(Data records)
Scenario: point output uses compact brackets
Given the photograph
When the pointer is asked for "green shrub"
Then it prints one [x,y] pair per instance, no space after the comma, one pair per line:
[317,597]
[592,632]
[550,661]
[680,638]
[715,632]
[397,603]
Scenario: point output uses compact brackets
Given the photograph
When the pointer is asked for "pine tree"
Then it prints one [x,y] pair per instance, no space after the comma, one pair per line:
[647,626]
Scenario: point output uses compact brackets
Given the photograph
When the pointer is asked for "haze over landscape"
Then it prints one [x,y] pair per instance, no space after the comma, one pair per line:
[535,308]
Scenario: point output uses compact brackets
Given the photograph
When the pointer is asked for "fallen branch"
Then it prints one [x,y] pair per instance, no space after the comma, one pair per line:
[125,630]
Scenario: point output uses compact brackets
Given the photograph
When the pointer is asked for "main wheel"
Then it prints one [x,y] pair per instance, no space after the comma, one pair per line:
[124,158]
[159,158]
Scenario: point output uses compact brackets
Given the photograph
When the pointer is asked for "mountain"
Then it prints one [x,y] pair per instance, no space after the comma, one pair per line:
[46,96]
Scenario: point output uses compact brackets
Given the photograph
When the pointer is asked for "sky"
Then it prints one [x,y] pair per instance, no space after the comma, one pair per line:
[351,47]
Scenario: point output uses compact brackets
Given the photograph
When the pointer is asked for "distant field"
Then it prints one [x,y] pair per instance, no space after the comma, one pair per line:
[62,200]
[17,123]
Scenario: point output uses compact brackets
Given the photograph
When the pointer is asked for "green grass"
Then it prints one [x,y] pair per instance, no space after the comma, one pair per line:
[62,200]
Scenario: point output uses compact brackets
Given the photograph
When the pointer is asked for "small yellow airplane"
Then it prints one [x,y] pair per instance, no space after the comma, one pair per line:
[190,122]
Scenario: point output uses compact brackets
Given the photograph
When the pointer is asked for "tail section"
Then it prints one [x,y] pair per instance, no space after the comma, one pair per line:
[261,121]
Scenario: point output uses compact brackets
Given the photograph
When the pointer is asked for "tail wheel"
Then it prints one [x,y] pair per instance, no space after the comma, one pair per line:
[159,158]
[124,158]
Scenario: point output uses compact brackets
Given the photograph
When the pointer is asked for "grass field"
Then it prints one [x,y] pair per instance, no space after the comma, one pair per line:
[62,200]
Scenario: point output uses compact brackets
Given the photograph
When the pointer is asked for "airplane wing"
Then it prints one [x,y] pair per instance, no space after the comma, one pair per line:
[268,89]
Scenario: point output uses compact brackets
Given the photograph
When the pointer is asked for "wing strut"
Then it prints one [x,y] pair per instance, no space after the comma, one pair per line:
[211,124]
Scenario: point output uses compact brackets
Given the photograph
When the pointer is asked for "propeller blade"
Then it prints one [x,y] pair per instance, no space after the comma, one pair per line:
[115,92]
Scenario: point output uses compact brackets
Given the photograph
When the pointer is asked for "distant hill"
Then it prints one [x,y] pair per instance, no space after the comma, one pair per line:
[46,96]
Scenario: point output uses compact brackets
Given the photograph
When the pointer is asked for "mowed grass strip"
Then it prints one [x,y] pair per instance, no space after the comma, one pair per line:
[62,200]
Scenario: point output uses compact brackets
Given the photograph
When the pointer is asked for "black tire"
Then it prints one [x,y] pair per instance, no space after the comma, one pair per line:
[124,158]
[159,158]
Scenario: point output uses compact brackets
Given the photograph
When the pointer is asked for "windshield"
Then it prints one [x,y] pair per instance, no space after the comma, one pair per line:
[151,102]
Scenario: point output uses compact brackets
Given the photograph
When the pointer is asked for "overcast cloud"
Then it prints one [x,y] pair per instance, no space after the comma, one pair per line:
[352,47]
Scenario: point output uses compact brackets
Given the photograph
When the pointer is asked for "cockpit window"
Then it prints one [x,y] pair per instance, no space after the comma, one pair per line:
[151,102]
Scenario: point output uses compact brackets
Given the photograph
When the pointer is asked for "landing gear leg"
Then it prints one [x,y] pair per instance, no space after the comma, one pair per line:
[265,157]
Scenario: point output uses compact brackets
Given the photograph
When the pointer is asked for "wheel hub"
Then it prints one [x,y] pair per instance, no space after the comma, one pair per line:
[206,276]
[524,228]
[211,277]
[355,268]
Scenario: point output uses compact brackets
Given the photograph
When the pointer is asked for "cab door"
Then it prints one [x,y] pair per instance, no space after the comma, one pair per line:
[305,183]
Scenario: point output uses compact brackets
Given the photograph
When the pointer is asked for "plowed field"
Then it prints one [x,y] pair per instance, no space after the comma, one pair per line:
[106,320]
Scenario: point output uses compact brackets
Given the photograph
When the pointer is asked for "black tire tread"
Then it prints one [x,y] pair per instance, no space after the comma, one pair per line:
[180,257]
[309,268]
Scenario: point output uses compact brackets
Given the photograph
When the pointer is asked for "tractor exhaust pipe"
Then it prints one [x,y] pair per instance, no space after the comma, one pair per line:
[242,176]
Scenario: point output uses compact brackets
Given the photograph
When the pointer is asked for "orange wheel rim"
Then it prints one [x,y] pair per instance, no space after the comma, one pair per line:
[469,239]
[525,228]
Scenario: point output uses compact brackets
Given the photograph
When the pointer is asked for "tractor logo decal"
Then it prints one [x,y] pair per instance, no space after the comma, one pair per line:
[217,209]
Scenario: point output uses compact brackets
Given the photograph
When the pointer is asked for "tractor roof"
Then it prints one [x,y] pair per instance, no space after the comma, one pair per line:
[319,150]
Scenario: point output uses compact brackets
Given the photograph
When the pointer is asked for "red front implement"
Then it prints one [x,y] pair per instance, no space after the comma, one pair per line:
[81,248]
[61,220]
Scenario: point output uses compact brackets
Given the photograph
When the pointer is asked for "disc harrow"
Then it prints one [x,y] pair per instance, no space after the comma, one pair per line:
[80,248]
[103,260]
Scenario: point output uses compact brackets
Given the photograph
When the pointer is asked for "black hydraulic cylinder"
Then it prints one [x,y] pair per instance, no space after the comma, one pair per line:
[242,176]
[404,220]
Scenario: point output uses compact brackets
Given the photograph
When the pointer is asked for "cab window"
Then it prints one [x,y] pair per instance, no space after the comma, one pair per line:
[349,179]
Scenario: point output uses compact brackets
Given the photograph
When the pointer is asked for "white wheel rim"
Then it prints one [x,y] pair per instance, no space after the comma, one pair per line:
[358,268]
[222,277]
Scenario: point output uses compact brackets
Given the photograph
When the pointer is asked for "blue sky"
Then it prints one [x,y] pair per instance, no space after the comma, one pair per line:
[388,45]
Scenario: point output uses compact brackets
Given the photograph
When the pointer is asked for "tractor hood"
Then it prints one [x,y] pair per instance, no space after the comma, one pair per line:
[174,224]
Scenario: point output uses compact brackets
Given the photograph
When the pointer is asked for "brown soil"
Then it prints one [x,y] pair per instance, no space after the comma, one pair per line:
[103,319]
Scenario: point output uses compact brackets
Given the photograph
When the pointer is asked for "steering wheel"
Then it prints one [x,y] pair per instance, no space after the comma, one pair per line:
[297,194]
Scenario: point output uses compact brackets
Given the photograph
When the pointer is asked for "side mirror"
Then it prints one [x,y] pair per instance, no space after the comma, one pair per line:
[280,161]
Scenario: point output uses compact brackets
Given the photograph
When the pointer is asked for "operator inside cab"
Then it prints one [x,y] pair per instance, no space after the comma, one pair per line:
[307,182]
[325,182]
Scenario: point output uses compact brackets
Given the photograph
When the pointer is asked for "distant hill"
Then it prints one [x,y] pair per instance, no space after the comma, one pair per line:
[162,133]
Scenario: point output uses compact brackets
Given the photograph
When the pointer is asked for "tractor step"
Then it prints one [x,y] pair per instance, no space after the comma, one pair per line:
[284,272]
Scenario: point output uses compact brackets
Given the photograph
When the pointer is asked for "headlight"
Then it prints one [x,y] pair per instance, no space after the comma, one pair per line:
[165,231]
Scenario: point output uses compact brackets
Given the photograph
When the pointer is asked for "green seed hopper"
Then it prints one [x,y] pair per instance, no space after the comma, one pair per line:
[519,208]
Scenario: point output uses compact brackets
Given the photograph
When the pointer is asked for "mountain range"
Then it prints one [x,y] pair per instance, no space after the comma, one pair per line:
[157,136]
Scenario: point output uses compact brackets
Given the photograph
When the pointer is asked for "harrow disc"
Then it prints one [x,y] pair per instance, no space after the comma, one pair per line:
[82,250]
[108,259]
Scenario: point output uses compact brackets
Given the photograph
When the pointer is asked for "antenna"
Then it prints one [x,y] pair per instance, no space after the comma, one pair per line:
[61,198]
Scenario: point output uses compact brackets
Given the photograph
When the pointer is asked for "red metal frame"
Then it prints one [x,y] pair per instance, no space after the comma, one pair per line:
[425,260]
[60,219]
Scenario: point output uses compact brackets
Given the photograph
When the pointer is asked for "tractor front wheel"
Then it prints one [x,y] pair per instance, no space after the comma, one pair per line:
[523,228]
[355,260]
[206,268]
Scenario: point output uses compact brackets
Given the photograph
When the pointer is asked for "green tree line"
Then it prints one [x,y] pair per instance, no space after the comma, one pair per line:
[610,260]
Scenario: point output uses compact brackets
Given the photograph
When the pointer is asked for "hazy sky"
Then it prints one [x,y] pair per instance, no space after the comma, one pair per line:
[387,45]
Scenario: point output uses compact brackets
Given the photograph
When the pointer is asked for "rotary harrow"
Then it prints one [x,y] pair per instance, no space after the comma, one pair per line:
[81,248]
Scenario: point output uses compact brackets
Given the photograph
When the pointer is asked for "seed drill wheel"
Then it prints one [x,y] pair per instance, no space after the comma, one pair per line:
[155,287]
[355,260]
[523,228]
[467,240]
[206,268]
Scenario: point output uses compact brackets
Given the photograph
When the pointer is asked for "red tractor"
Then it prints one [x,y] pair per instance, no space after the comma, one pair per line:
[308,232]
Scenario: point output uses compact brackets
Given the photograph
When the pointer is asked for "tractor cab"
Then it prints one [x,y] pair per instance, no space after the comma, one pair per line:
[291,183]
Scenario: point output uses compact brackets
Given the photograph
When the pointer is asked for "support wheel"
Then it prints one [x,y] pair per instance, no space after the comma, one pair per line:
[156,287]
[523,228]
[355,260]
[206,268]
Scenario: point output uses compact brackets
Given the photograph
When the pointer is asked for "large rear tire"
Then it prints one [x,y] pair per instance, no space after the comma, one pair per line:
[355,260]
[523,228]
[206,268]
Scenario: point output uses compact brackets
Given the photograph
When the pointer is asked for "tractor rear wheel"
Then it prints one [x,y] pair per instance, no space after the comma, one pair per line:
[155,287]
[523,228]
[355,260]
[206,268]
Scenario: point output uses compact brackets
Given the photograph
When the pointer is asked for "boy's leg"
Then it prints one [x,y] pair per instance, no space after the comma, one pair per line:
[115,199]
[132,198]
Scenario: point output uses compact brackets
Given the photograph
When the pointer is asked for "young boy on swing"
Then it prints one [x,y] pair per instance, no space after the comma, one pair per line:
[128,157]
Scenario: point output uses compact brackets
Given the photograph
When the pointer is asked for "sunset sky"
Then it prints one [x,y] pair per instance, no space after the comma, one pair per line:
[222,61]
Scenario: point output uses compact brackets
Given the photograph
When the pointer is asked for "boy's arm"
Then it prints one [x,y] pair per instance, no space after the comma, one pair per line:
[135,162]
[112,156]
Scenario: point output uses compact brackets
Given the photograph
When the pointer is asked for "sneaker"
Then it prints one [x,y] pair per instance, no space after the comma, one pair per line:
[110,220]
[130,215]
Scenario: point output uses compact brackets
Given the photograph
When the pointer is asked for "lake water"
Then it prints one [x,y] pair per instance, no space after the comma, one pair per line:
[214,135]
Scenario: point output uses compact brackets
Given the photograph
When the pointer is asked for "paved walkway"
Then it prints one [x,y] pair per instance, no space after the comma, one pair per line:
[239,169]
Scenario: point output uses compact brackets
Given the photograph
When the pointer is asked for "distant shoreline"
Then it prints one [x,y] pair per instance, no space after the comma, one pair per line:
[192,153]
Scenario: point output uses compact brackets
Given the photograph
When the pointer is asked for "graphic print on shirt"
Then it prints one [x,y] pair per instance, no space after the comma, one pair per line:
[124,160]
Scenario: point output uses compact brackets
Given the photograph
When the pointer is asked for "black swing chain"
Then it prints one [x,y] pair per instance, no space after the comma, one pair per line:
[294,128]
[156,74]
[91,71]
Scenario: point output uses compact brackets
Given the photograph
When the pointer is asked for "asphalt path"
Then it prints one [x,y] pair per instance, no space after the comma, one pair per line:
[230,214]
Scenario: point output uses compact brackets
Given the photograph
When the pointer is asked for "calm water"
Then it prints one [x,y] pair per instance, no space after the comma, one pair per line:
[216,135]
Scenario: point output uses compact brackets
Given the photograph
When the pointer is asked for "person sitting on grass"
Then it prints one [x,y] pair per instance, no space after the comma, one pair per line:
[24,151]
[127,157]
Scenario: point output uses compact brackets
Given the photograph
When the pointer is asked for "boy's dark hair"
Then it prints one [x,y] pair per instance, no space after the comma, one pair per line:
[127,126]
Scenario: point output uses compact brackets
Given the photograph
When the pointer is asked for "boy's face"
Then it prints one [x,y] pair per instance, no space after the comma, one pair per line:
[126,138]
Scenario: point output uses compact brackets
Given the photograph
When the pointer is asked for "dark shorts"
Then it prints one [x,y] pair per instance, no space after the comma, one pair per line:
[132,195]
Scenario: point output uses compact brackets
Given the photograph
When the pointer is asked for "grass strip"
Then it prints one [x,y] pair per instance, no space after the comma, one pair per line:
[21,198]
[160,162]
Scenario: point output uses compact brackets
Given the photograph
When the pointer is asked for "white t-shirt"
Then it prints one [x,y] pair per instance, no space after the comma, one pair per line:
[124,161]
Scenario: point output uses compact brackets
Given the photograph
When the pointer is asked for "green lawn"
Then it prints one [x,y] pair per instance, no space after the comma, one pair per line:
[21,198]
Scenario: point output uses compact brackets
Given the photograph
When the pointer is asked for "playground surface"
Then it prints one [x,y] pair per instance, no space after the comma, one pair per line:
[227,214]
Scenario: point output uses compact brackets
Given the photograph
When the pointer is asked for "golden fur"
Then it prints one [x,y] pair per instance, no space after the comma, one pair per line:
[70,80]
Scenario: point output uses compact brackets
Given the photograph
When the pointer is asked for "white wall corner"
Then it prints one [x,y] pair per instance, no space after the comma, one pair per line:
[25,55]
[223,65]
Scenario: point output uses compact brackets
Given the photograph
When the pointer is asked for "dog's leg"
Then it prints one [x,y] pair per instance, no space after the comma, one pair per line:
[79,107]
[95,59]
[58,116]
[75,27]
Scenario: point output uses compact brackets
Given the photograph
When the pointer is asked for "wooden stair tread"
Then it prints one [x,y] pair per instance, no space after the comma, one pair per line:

→ PROBLEM:
Collect every line of the listing above that contains the word "rear", matching case exactly.

→ REPLY:
When the pointer is asked for "large rear tire"
When the pointer is asked for "tractor rear wheel"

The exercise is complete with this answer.